REQUIRED WORK:
Carry the article on George William Tighe forward from its last sentence.

DOCUMENT TEXT:
- Born: 25 February 1776
- Died: 1 March 1837 (aged 61) Pisa, Grand Duchy of Tuscany (now Italy)

= George William Tighe =

Irish agricultural theorist (1776–1837)

George William Tighe (25 February 1776 – March 1837) was an Irish agricultural theorist who spent much of his life in Italy. Through his marriage to Margaret King, he exerted an influence on the radical poet Percy Bysshe Shelley.

==Family background==
George William Tighe was the son of Edward Tighe, an Irish lawyer, writer and politician, and his wife Ann Jones from Co. Westmeath. Edward's siblings included other MPs, Theodosia Blachford, a prominent Methodist, and Rev. Thomas Tighe, who was instrumental in helping the young Patrick Bronte, The poet Mary Tighe was one of George's cousins.

== Scientific career ==
A scholar of Claire Clairmont's life characterises Tighe as achieving "some degree of fame for his agricultural writings".

As an Irishman, he took his interest in potatoes abroad. While living in Italy, he had samples of the tubers sent to him from various regions, concluding gloomily that they were all of the same variety.

He had a copy of Humphry Davy's Elements of Agricultural Chemicals which he apparently lent to Percy Bysshe Shelley, captivating the young traveller's attention for a week of study.

Stored data entries:
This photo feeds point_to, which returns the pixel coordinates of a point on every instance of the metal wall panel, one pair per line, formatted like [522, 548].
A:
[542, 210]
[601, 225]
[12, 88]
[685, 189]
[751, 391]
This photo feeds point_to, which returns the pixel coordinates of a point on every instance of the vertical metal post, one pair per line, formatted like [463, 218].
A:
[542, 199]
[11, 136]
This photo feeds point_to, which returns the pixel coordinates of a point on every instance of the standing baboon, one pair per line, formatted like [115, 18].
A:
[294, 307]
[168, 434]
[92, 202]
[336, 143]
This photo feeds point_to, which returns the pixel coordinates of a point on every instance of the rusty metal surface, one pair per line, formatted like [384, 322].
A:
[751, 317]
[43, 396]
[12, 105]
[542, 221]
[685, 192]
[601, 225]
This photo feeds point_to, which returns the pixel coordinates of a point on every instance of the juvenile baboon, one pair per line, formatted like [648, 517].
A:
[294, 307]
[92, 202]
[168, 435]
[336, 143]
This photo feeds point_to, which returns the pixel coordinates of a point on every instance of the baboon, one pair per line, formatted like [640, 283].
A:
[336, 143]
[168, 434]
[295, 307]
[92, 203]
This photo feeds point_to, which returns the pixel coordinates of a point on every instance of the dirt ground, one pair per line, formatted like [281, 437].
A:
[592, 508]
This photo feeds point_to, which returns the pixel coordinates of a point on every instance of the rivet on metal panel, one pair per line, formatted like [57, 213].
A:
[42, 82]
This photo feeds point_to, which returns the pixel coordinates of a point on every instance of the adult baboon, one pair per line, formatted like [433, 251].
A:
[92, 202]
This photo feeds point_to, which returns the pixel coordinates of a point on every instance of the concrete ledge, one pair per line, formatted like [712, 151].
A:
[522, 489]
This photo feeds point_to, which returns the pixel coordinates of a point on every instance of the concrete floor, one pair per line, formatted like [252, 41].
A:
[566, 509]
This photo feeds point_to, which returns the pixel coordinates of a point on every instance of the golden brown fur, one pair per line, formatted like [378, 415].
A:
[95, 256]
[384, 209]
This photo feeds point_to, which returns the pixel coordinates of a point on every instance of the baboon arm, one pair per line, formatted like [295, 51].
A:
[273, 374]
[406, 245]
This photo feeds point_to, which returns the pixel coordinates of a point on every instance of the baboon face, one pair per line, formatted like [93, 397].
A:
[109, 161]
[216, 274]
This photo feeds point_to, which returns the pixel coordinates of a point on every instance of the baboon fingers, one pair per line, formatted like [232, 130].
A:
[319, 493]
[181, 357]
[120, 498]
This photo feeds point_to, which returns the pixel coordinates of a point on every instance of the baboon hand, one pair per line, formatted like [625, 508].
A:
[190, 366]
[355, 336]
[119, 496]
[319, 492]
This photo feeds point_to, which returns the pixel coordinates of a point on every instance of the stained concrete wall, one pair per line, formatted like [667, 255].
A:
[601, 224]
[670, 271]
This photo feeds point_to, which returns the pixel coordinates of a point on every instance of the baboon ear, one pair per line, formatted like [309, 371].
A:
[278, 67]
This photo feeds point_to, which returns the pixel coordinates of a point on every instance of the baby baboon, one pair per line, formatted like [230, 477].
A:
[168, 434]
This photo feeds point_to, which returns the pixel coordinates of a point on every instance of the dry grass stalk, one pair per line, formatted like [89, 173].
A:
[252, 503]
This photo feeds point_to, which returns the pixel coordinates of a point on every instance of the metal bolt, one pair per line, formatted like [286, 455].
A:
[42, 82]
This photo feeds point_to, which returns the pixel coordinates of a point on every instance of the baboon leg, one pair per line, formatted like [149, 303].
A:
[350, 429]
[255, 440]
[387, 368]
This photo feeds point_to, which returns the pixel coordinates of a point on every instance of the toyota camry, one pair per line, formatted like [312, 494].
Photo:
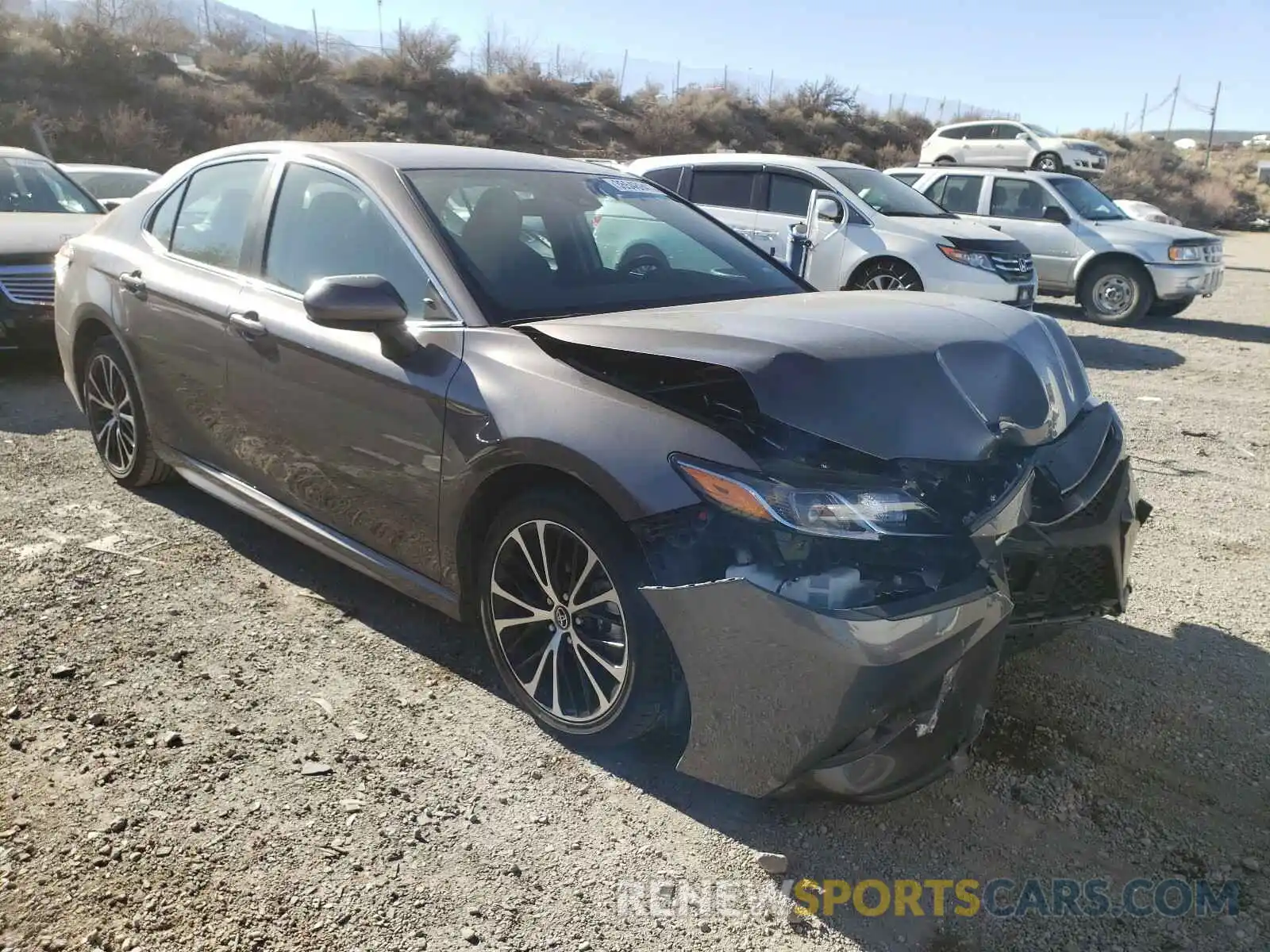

EXERCISE OUTPUT:
==Life with Margaret King==
Tighe was living in Rome when he met the aristocrat, who was visiting the city with her then husband, the 2nd Earl Mountcashell, accompanied by her friend the memoirist Katherine Wilmot. They began a passionate affair around 1803 which continued until her death at Pisa in January 1835. Lady Mountcashell remained with her husband, however, until 1805 when he left her in Germany. Lord and Lady Mountcashell did not legally separate until 1821, by which time she had been living with Tighe for almost 20 years. Around 1806, Tighe and Lady Mountcashell moved to Jena where she was to assume the guise of a man to study medicine. Sometime later they then moved to live in Pisa where she studied under Andrea Vaccá Berlinghieri, at the University of Pisa. The couple remained at Pisa until their deaths.

Tighe and Lady Mountcashell lived together at Casa Silva, Pisa under the name of "Mr and Mrs Mason". The name comes from the only children's book written by the pioneer educator and proto-feminist Mary Wollstonecraft, who served as Margaret King's governess and inspired great devotion. Some of Wollstonecraft's experiences during this year made their way into Original Stories from Real Life (1788). The maternal teacher who frames these stories is called Mrs Mason.

==The Shelleys and Byron==
The Masons lived in Pisa with their daughters Lauretta and Nerina. They were visited in 1820 by a young threesome: the poet Percy Shelley, his wife the writer Mary Shelley (daughter of Godwin and Wollstonecraft, and already author of Frankenstein), and their translator her stepsister Claire Clairmont. "Mrs Mason" felt maternal towards the women, as they were both in a sense daughters of her life-changing motherly governess. She offered "sage advice" to Shelley about his health and to Clairmont about her career. She introduced them all to a new intellectual and social circle in Pisa, and helped Mary set up her household, finding them pleasant lodgings and advising on servants. Tighe provided Percy Shelley with a great deal of material on chemistry, biology, and statistics. The Masons inspired the Shelleys with "a new-found sense of radicalism".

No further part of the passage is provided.